Work required: Copy out every line in the listing below that contains the string "autumn", matching case exactly.

A run of records:
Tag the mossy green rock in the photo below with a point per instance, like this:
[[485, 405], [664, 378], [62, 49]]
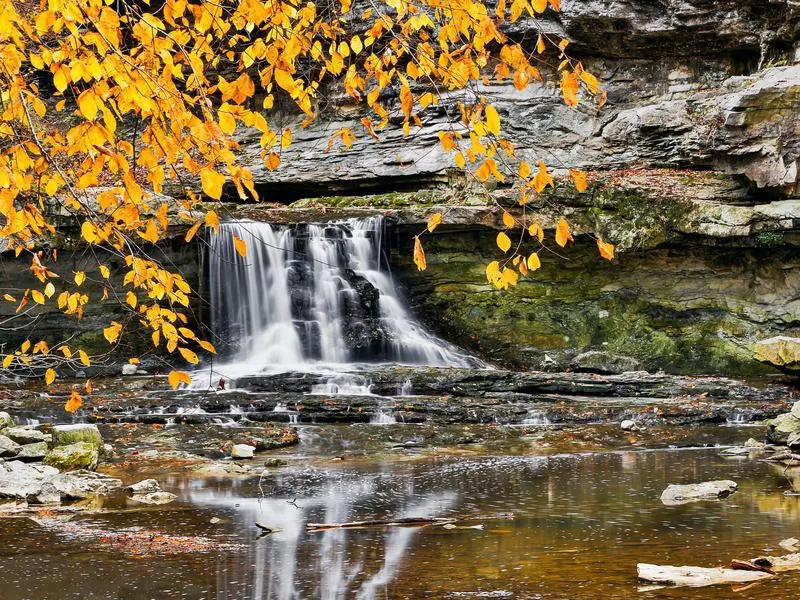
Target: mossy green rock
[[64, 435], [81, 455]]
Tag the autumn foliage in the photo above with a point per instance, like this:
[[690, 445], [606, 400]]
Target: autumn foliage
[[107, 103]]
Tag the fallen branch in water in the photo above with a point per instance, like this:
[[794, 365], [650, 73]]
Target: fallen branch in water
[[740, 572], [407, 522]]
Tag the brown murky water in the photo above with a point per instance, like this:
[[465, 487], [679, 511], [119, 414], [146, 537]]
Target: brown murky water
[[580, 524]]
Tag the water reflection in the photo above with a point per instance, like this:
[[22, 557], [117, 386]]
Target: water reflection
[[580, 524]]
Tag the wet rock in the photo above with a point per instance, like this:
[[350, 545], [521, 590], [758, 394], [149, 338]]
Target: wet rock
[[696, 492], [159, 497], [242, 451], [782, 427], [780, 351], [35, 451], [80, 455], [64, 435], [146, 486], [81, 484], [597, 361], [8, 447], [24, 435], [20, 481], [5, 421]]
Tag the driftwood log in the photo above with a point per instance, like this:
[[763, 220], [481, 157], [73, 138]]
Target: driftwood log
[[697, 576], [408, 522]]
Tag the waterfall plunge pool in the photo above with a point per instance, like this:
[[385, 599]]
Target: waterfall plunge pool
[[580, 524]]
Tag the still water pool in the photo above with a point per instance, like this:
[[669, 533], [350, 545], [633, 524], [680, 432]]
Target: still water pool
[[556, 527]]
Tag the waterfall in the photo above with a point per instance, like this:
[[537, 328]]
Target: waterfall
[[311, 295]]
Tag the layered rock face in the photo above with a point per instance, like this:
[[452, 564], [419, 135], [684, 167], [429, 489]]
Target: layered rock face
[[693, 175]]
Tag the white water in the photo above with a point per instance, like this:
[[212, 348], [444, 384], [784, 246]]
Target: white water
[[293, 303]]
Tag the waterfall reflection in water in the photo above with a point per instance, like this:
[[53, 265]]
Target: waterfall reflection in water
[[330, 560], [305, 297]]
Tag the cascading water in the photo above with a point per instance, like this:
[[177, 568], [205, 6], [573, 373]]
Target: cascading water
[[310, 296]]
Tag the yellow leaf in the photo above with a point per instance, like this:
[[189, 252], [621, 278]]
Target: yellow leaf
[[434, 221], [503, 241], [562, 233], [579, 178], [539, 5], [492, 119], [89, 232], [192, 231], [509, 277], [111, 333], [419, 255], [590, 81], [241, 246], [87, 104], [606, 249], [74, 403], [175, 378], [536, 231], [189, 356], [207, 346], [61, 77], [212, 220], [212, 182], [493, 274]]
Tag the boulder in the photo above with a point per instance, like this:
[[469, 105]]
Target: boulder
[[243, 451], [696, 492], [129, 369], [160, 497], [597, 361], [146, 486], [80, 455], [8, 447], [35, 451], [85, 484], [24, 435], [64, 435], [20, 481], [781, 351], [5, 420], [782, 427]]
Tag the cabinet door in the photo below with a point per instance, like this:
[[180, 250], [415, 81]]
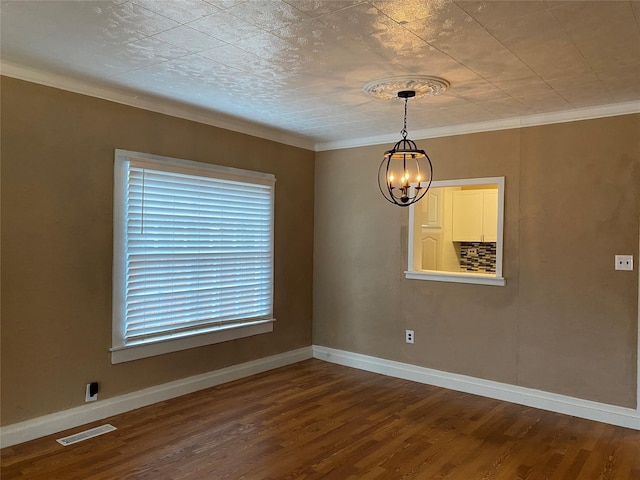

Final result:
Tag the autumn foliage in the photo above with a point per instance, like this:
Target: autumn foliage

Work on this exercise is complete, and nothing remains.